→ DATASET EXTRACT
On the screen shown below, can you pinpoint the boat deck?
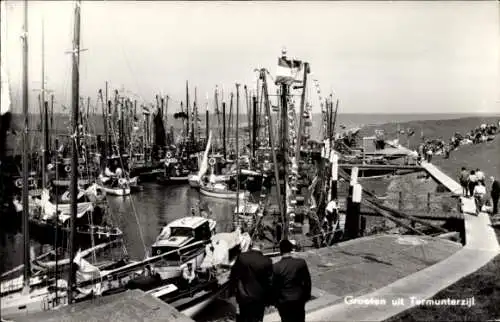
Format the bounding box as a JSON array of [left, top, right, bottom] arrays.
[[270, 235, 462, 304], [422, 162, 463, 196], [16, 290, 193, 322]]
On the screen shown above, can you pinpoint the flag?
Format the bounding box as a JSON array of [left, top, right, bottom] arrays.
[[275, 57, 303, 84], [0, 64, 11, 115]]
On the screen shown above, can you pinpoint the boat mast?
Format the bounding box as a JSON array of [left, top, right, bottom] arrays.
[[68, 0, 81, 304], [295, 62, 309, 165], [222, 100, 227, 160], [186, 81, 190, 147], [277, 51, 288, 239], [259, 68, 288, 238], [22, 0, 31, 293], [235, 83, 241, 227], [40, 17, 48, 188], [244, 85, 253, 169]]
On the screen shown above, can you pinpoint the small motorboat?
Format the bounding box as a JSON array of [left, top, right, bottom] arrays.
[[151, 216, 217, 280], [200, 183, 246, 199]]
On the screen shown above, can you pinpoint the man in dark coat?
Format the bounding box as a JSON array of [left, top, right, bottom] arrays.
[[230, 245, 273, 322], [491, 177, 500, 214], [273, 239, 311, 322]]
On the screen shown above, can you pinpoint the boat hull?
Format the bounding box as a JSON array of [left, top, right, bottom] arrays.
[[99, 185, 130, 196], [200, 187, 245, 199]]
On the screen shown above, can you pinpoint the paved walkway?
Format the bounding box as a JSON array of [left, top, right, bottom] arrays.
[[421, 161, 463, 196], [265, 163, 500, 321]]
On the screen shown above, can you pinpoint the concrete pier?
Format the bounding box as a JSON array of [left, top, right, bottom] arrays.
[[265, 163, 500, 321]]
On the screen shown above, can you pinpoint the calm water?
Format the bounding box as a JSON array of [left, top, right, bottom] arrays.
[[0, 114, 498, 320]]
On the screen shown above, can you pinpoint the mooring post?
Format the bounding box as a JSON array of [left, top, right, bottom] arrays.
[[427, 192, 431, 213], [330, 150, 339, 200], [345, 167, 359, 239], [350, 183, 364, 238]]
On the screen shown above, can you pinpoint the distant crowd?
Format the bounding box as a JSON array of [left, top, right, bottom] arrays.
[[418, 121, 500, 162], [458, 167, 500, 214]]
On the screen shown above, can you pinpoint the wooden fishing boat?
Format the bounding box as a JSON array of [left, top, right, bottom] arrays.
[[200, 183, 246, 199], [151, 216, 217, 280]]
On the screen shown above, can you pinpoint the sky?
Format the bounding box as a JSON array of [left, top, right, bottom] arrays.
[[2, 0, 500, 113]]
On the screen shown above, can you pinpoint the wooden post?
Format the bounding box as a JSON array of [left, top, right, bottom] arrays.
[[427, 192, 431, 213], [345, 167, 361, 239], [330, 150, 339, 200], [350, 183, 366, 238]]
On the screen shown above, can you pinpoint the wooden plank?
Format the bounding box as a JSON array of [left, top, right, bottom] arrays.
[[422, 162, 462, 195]]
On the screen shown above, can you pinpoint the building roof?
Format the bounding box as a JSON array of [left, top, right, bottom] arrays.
[[15, 290, 193, 322]]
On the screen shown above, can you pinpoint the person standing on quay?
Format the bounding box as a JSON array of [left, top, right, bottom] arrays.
[[490, 177, 500, 215], [273, 239, 311, 322], [229, 244, 273, 322], [458, 167, 469, 197], [476, 168, 485, 186]]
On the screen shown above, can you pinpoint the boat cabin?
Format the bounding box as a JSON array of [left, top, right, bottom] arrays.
[[152, 216, 215, 260]]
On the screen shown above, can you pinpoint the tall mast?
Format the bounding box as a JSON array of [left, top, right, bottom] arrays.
[[68, 0, 81, 304], [186, 81, 190, 145], [259, 69, 288, 238], [22, 0, 31, 293], [40, 17, 48, 188], [235, 83, 241, 226], [222, 101, 227, 160], [244, 85, 252, 169], [278, 51, 288, 239], [295, 62, 309, 165]]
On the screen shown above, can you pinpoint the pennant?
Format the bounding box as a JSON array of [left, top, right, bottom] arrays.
[[275, 57, 303, 84]]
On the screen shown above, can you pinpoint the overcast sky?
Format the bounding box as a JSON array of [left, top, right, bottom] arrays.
[[2, 0, 500, 113]]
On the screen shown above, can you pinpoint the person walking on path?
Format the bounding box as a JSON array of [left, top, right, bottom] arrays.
[[473, 182, 486, 214], [458, 167, 469, 197], [425, 147, 434, 163], [229, 244, 273, 322], [476, 168, 485, 186], [490, 177, 500, 215], [273, 239, 311, 322], [467, 170, 477, 197]]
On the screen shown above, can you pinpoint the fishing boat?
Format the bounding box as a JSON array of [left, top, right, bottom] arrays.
[[200, 183, 246, 199], [151, 216, 216, 280], [14, 189, 123, 244], [98, 177, 132, 196]]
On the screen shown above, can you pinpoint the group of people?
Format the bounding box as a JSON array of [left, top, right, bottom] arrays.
[[418, 121, 500, 162], [230, 239, 311, 322], [458, 167, 500, 214]]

→ THE TASK
Reproduce the part of the lines above that opens with the line containing "On the screen shown above, can you pinpoint the distant" and closes with the line containing "[[15, 290, 193, 322]]", both ends included. Keep the request lines unchanged, and raise every bounding box coordinate in the answers by 19.

→ FINAL RESULT
On the screen shown above, can you pinpoint the distant crowd?
Format the bounding box as a JSON array of [left, top, right, bottom] arrays.
[[437, 140, 519, 181], [477, 186, 519, 233]]
On the screen shown above, can you pinpoint the wooden fishing boat?
Format the bounding box as a JSON array of [left, top, right, bottom] arrays.
[[219, 202, 265, 218], [170, 235, 236, 299]]
On the screen shown above, can you pinpoint the sky?
Format the bounding box as a JSON array of [left, top, right, bottom] arrays.
[[21, 19, 519, 132]]
On the screen shown above, can you pinpoint the wooden post?
Format the bounding box as a JSON array of [left, top, right, bottom] arrays.
[[446, 211, 450, 232], [364, 186, 380, 258], [349, 169, 358, 219], [369, 202, 385, 257]]
On the screen shown above, can you pinpoint the wooden plank?
Format the bounding box as a JSON array of [left, top, right, bottom] arrays.
[[441, 181, 481, 214]]
On the screen shown above, can you pinpoint the building roof?
Format the bounding box as a JSON array of [left, top, right, bottom] arrays.
[[34, 309, 212, 341]]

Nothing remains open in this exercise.